Flannan Isles (GM): 1989

A torrid tale of Martin Atherton, G3ZAY, and his motley crew taking to the high seas to reach the furthest outposts of the empire!

For several years Cambridge University Wireless Society members have been activating British island groups for the RSGB’s Islands on the Air (IOTA) Award. Previous conquests include the Treshnish, Summer, Monach, Shiant, and Farne Is, as well as the treacherous reefs of the Plateau des Minquiers near Jersey. In most cases the operations were the first time the islands had been on the air.

ISLES APART

1989 saw only two possible new ones on the IOTA list; the Flannan Islands which lie about 20 miles west of the Outer Hebrides, and, 150 miles further on, the tiny stump of Rockall. The latter being rather too challenging logistically for a major expedition, the Flannans were chosen as the main destination. The next problem was how to get there. Transportation for previous island visits had usually been on local fishing or tourist boats willing to deviate from their normal routes for an hour or two on payment of a modest fee.

Unfortunately, this clearly wasn’t going to work for the Flannans which are a long way from the nearest harbour and are never visited by commercial tourist craft. We were clearly going to have to find some other way this time.

Enquiries at the tourist office in Stornoway revealed that the 40 foot, 10 berth yacht ‘Annag’ was available for charter, complete with skipper, by the day or by the week. Fully equipped with Deers navigator, radio and outboard-powered rubber dinghy, it seemed ideal. After a quick conference and unable to face the prospect of booking just a couple of days and finding ourselves confined to harbour by bad weather, we committed ourselves to a full week which we hoped would allow us to fit in a visit to St Kilda in addition to the Flannans. Martin G3ZAY, Chris G6VMA, Catherine G6OQA, Andrew G0HSD, and Mark G1XMO drove up with all the equipment via Skye and the Uig-Tarbert ferry whilst Don G3XTT jetted (well turbo-propped) in to meet up on the day before departure: Friday July 7th.

Dataset rows:

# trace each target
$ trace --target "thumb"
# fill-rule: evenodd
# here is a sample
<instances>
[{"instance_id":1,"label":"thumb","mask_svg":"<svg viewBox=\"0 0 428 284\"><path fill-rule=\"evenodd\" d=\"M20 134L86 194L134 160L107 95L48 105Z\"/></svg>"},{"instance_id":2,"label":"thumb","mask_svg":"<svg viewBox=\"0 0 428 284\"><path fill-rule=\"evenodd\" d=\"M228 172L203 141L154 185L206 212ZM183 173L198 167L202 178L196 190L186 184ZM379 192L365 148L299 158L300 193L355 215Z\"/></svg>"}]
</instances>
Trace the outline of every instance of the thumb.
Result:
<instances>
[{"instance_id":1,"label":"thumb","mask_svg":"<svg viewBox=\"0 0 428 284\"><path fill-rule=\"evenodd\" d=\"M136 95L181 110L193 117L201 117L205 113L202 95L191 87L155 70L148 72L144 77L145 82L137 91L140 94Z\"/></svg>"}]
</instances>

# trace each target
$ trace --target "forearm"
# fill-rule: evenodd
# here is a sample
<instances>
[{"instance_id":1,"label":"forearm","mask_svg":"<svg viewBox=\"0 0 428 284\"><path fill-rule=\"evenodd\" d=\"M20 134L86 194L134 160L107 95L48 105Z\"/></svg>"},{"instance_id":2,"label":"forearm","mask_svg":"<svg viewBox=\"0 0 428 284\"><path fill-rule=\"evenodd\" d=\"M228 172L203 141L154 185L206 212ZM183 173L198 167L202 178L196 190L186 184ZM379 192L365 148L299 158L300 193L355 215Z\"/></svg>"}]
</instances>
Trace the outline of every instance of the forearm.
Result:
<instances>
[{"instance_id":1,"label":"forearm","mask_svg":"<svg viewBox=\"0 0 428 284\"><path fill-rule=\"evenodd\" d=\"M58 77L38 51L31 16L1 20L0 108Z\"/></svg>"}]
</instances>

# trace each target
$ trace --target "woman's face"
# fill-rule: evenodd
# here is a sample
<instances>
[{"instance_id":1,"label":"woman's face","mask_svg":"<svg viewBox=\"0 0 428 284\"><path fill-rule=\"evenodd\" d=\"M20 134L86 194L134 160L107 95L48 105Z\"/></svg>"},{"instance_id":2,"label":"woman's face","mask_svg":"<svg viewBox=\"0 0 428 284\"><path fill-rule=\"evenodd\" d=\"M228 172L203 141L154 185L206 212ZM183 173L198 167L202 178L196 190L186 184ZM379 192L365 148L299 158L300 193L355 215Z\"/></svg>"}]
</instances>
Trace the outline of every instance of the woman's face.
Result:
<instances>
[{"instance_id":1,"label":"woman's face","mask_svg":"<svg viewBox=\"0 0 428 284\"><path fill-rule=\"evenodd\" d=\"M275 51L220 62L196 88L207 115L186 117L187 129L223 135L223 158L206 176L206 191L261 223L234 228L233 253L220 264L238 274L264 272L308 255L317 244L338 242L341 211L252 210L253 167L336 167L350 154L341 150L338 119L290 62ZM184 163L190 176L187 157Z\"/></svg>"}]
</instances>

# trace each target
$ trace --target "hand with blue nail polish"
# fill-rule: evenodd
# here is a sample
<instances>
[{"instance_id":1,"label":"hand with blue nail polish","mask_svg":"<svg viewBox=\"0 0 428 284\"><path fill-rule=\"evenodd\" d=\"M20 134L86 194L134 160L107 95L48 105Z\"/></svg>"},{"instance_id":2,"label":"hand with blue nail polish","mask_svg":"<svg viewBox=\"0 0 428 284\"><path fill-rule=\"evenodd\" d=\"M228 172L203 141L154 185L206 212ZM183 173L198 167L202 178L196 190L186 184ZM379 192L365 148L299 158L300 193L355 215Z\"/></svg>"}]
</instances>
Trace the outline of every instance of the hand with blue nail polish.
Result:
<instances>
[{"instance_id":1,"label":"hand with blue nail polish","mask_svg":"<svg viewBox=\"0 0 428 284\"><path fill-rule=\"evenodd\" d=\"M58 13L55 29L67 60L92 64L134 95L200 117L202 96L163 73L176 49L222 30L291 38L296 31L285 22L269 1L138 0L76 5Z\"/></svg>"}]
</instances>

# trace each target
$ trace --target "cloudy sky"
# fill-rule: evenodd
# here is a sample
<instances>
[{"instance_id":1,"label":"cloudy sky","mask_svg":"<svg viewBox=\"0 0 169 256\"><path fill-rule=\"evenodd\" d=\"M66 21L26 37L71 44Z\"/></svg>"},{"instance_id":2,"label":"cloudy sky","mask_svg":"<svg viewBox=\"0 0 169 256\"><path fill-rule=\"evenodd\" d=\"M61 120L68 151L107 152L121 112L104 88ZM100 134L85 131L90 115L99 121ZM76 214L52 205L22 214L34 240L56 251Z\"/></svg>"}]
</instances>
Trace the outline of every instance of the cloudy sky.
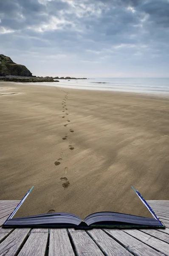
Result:
<instances>
[{"instance_id":1,"label":"cloudy sky","mask_svg":"<svg viewBox=\"0 0 169 256\"><path fill-rule=\"evenodd\" d=\"M39 76L169 77L169 0L0 0L0 53Z\"/></svg>"}]
</instances>

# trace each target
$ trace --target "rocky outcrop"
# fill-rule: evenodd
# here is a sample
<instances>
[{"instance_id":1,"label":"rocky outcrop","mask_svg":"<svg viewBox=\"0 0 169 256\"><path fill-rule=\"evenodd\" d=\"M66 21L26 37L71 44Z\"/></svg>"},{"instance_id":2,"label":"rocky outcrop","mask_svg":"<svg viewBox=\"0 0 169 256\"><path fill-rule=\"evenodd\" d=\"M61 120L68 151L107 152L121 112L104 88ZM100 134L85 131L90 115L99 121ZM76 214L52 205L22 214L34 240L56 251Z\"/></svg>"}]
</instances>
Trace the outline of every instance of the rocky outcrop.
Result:
<instances>
[{"instance_id":1,"label":"rocky outcrop","mask_svg":"<svg viewBox=\"0 0 169 256\"><path fill-rule=\"evenodd\" d=\"M17 64L9 57L0 54L0 76L32 76L32 73L25 66Z\"/></svg>"},{"instance_id":2,"label":"rocky outcrop","mask_svg":"<svg viewBox=\"0 0 169 256\"><path fill-rule=\"evenodd\" d=\"M11 82L17 82L18 83L36 83L42 82L59 82L57 80L54 80L53 78L45 78L45 77L21 77L18 76L1 76L0 77L0 80L3 81L9 81Z\"/></svg>"},{"instance_id":3,"label":"rocky outcrop","mask_svg":"<svg viewBox=\"0 0 169 256\"><path fill-rule=\"evenodd\" d=\"M56 77L54 77L54 79L87 79L87 78L76 78L76 77L70 77L70 76L66 76L66 77L64 77L62 76L62 77L59 77L58 76L56 76Z\"/></svg>"}]
</instances>

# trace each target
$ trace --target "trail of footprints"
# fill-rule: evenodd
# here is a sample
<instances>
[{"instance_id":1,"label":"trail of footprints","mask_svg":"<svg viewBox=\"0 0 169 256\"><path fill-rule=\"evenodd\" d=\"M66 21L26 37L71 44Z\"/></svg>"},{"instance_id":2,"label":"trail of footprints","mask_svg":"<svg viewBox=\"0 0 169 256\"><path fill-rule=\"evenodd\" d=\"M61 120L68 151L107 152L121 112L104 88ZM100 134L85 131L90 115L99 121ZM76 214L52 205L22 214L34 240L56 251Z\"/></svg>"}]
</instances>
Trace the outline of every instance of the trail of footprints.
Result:
<instances>
[{"instance_id":1,"label":"trail of footprints","mask_svg":"<svg viewBox=\"0 0 169 256\"><path fill-rule=\"evenodd\" d=\"M64 99L63 99L63 100L62 100L62 105L63 105L62 108L64 109L64 110L63 110L63 111L62 111L62 113L64 113L64 114L63 114L64 115L62 116L62 118L65 118L66 117L66 115L68 115L69 114L69 113L67 112L66 112L65 113L66 110L66 111L68 110L68 108L65 108L65 107L66 107L66 100L68 99L68 93L66 93L65 91L64 90L62 90L62 91L65 93L65 98L64 98ZM69 123L69 122L70 122L70 121L68 119L67 119L66 121L67 121L67 122L68 122L68 123ZM64 126L65 127L67 127L68 124L69 124L68 123L65 124L65 125L64 125ZM70 129L69 129L69 131L71 133L74 132L74 131L73 130L72 130L72 129L71 128L71 127L70 128ZM68 138L68 134L65 133L65 136L64 137L63 137L62 138L63 140L67 140L67 139ZM71 143L72 143L71 142L70 142L70 144L71 144ZM72 150L73 150L73 149L74 149L74 147L73 147L72 146L72 145L69 145L68 146L69 146L69 148L70 150L72 151ZM54 163L55 165L56 166L59 165L62 160L62 158L59 158L57 160L57 161L55 162L55 163ZM67 174L67 173L68 172L68 167L65 167L65 174ZM66 177L63 177L60 178L60 179L62 182L62 186L64 188L64 189L68 188L68 186L70 186L70 183L68 180L68 179ZM49 211L49 212L48 212L48 213L51 213L53 212L54 211L54 210L50 210L50 211Z\"/></svg>"}]
</instances>

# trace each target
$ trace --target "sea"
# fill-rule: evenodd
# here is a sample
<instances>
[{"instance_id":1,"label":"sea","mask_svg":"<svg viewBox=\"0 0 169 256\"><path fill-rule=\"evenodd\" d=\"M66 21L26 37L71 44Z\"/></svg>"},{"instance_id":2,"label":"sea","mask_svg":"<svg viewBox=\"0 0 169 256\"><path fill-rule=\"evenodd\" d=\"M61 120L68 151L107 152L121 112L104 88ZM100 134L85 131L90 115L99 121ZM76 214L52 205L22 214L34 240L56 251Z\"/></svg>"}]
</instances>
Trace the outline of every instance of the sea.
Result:
<instances>
[{"instance_id":1,"label":"sea","mask_svg":"<svg viewBox=\"0 0 169 256\"><path fill-rule=\"evenodd\" d=\"M59 82L44 82L43 84L84 90L153 93L167 95L168 96L169 94L169 78L97 78L87 79L58 80L59 81ZM42 83L38 84L42 84Z\"/></svg>"}]
</instances>

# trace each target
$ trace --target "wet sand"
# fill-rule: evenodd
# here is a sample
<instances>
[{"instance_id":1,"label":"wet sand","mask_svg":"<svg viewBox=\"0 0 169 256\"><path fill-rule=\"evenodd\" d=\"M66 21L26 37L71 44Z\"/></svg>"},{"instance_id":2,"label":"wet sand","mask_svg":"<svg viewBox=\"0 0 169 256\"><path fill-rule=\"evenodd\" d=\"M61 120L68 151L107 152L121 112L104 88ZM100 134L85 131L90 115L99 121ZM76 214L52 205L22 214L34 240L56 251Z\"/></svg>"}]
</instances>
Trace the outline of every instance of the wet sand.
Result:
<instances>
[{"instance_id":1,"label":"wet sand","mask_svg":"<svg viewBox=\"0 0 169 256\"><path fill-rule=\"evenodd\" d=\"M132 185L146 199L169 199L169 99L0 88L0 200L21 199L35 186L16 217L51 209L82 218L100 211L150 217Z\"/></svg>"}]
</instances>

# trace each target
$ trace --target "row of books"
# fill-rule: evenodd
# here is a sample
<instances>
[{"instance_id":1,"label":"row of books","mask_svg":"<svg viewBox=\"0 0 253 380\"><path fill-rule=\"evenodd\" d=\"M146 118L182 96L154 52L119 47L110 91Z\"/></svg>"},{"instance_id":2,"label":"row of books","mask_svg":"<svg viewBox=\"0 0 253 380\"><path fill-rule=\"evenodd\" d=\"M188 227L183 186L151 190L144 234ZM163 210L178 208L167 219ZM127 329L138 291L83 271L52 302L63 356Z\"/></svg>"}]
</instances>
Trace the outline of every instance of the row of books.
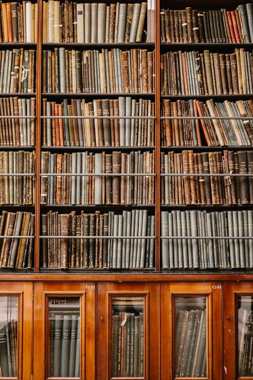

## TO BE DONE
• a. Determine whether each statement agrees with the account of the 1989 Flannan Isles expedition, answering yes or no and quoting the deciding words: (i) The Flannan Islands lie about 20 miles west of the Outer Hebrides. (ii) The yacht 'Annag' was booked for only a couple of days. (iii) Don G3XTT drove up with the equipment via Skye.
• b. Continue the account of the 1989 Flannan Isles expedition, beginning after its final sentence.
These records were taken from a separate source.

## ANSWER SET
• a.
(i) Yes: "the Flannan Islands which lie about 20 miles west of the Outer Hebrides"
(ii) No: "we committed ourselves to a full week"
(iii) No: "Don G3XTT jetted (well turbo-propped) in to meet up on the day before departure"

• b.
The boat was anchored at Amhuinnsuidhe (pronounced Av-In-Soo-Ee) in West Loch Tarbert, an idyllic spot graced with a magnificent Victorian castle and a sea loch where the salmon were jumping so frequently it seemed you only had to hold out a hand to catch them. The equipment and food supplies had to be ferried across in the rubber dinghy, a process which took several hours, but we were able to check in to the IOTA net using a mobile rig on the quayside and keep them up to date on our progress. The skipper, Donald Wilkie, wisely insisted on a safety lecture before departure and included individual tuition in the use of the toilets or ‘heads’. It seemed that incorrect flushing could result in the entire boat filing with water out of the lavatory pan! We were excused sailing lessons as an experienced ‘Number One’ had joined us in the form of Billy Mackinnon, ex-Merchant Navy and a business studies lecturer at the local college.

SETTING OUT

Setting out at 1600 we discovered the wind was coming directly from the Flannans so rather than spend many hours tacking to and fro we started the engine and lined up on he exact compass course. Steering was quite an art as even a slight swell tended to deflect the boat and the natural tendency to over-correct resulted in a rather zig-zag wake. The islands were clearly going to be further than the straight line 30 miles the way we were going. The boat normally boasted a very fine auto-steering system capable of holding a course better than the most experienced helmsman but in common with much else on board Annag it was defective. Donald gradually broke the news to us that the Decca navigator system was a bit temperamental as it would not work with the engine running or if the battery volts were too low, there was a loose connection in the depth sounder, and the VHF aerial had snapped off! The aerial we could and did fix and ‘Annag’ was quickly back in touch with the coastguard with a quarter wave whip on the rear of the boom. We attempted maritime mobile operation with an HF whip but the lack of any metallic surface for it to work against caused severe RF feedback. A dipole would probably have worked well, but by this time, and despite Stugeron sea-sickness pills, none of us felt like going into the forward cabin to unpack the necessary boxes.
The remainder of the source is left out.